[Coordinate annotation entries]
--- begin ---
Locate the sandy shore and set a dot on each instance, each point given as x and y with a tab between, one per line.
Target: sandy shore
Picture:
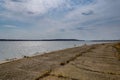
93	62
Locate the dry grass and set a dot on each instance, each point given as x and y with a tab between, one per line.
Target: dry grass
117	46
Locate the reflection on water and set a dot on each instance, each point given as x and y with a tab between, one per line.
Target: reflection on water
18	49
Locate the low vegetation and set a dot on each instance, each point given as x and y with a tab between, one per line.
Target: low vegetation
117	46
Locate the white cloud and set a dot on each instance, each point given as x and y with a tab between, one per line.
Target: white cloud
35	7
9	26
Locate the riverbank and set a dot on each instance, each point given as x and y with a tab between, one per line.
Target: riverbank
88	62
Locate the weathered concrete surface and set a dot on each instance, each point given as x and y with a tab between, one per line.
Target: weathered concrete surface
95	62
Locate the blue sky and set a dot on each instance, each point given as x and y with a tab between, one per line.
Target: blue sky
48	19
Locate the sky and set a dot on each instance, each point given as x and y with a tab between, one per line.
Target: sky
62	19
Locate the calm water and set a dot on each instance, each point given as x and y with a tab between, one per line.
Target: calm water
18	49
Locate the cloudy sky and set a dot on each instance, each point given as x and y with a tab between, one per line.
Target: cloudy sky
48	19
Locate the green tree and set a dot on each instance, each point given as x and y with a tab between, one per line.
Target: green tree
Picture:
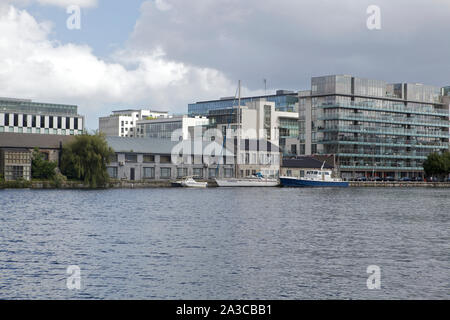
85	158
42	168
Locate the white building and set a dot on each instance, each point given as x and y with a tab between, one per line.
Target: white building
26	116
165	128
260	121
122	123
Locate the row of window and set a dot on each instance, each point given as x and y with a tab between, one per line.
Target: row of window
37	130
33	121
166	173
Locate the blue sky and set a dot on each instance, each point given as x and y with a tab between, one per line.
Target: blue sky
104	28
165	54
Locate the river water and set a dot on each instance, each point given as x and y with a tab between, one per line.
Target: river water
267	243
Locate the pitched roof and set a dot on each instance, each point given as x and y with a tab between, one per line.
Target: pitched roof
304	162
163	146
29	140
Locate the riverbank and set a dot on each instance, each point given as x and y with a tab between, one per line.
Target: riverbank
71	185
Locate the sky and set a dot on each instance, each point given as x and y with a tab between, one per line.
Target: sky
164	54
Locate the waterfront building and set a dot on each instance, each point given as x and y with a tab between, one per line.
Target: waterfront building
28	117
16	150
184	127
260	120
372	127
123	123
140	159
284	101
297	167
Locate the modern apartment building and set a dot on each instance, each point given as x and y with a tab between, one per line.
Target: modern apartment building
122	123
372	127
260	120
165	128
26	116
284	101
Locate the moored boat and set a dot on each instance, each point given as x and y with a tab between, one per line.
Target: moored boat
189	182
255	181
314	178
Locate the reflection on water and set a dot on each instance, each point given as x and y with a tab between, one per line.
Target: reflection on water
225	243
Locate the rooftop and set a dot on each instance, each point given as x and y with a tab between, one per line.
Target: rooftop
304	162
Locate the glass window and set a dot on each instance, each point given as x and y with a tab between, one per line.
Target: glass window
147	158
149	173
181	172
198	172
113	172
166	173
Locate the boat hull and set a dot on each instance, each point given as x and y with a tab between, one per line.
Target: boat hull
289	182
247	183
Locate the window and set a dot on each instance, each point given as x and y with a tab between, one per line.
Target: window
165	159
148	158
166	173
113	158
149	173
131	157
181	172
198	172
212	172
113	172
228	173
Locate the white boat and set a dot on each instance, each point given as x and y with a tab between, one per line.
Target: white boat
189	182
314	178
247	182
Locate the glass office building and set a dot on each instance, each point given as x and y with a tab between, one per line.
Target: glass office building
--- end ---
Work to complete: Print the records word for word and exclude any picture they hold.

The solution:
Locate the sandy shore and set a dot on each instance, each point given as x and y with a tab between, one per line.
Target: sandy shore
Picture:
93	62
Locate the dry grass and set a dot on each instance, each point given as x and y with a tab between, one per line.
Target: dry grass
117	46
Locate the reflection on water and set a dot on each instance, each point given as x and y with a tab between, one per line.
Target: reflection on water
18	49
Locate the low vegetation and set a dot on each instance, each point given as x and y with a tab between, one per line.
Target: low vegetation
117	46
Locate the white cloud and set a dot on each instance, each point given as x and y with a tab between, one per line.
Target: white cloud
35	7
9	26
Locate the riverbank and set a dot on each instance, each point given as x and y with a tab between, one per line.
Target: riverbank
88	62
Locate the weathered concrete surface and set a dot on each instance, each point given as x and y with a tab between, one per line.
Target: weathered concrete surface
95	62
Locate the blue sky and set a dot on each instance, each point given as x and y with a tab between, one per line.
Target: blue sky
48	19
Locate the sky and set a dot on each instance, each point given as x and y with a tab between, one per line.
Target: sky
62	19
Locate the calm water and set a dot on each instance, each point given as x and y with a tab between, one per line.
Target: calm water
18	49
Locate the cloudy sky and set a dot on each instance, each point given as x and y with a tab between, one per line.
Target: cloudy sky
48	19
Locate the green tree and set a dot on each instance, each point given as x and y with a tab between, one per line.
Target: green tree
Picture:
85	158
42	168
Locate the white building and set a dot on each instance, each point given as x and y with a tab between, one per line.
Target: white building
26	116
165	128
260	121
122	123
Locate the row of window and set a dot on each instance, each point given as x and y with a tab between, one per line.
Target: row of window
37	130
33	121
166	173
Locate the blue sky and set a dot on each instance, each point given as x and y with a tab between, one per line.
Target: blue sky
104	28
165	54
Locate the river water and set a dot on each instance, each point given as x and y with a tab between, one per line.
Target: river water
267	243
Locate the pitched roof and set a dot on each instance, each point given as x and y with a tab between, one per line.
Target: pitched roof
304	162
163	146
29	140
Locate the riverbank and set a dot on each instance, each point given as x and y with a tab between, one per line.
Target: riverbank
71	185
Locate the sky and set a dot on each instance, each point given as x and y with a tab between, one per line.
Target: sky
164	54
Locate the waterfront building and set a dot on each instance, each point given as x and y with a tab between, one per line.
Target: waterfront building
28	117
16	150
184	127
260	120
372	127
123	123
140	159
284	101
297	167
Locate the modern apartment building and set a dot on each instance, each point given as x and y with a tab between, one per line.
Target: modern apartment building
122	123
372	127
260	120
165	128
26	116
284	101
Locate the moored boat and set a dot on each instance, each point given as x and y with a tab between, one per line.
Target: moored boat
189	182
255	181
314	178
Locate the reflection on water and set a dot on each instance, each point given as x and y with a tab between, one per line.
Target: reflection on water
225	243
Locate the rooftop and set a dot on each instance, each point given as x and y with a tab between, one per line.
Target: rooftop
304	162
Locate the glass window and set a dot on each instance, each point given as x and y with a tab between, one per line.
Target: glass window
147	158
149	173
181	172
198	172
113	172
166	173
Locate the boat hull and set a dot on each instance, each point given as x and y with a tab between, one per line.
Target: boat hull
289	182
247	183
Locate the window and set a dot on each instance, each point given as x and y with a tab between, one per line.
Target: window
165	159
148	158
166	173
113	158
149	173
131	157
181	172
198	172
212	172
113	172
228	173
Locate the white boat and set a dot on each instance, each point given as x and y with a tab between, one per line.
Target: white boat
189	182
314	178
247	182
Locate the glass office building and set a dot on each instance, each point given as x and y with a tab between, one per line.
Target: glass office building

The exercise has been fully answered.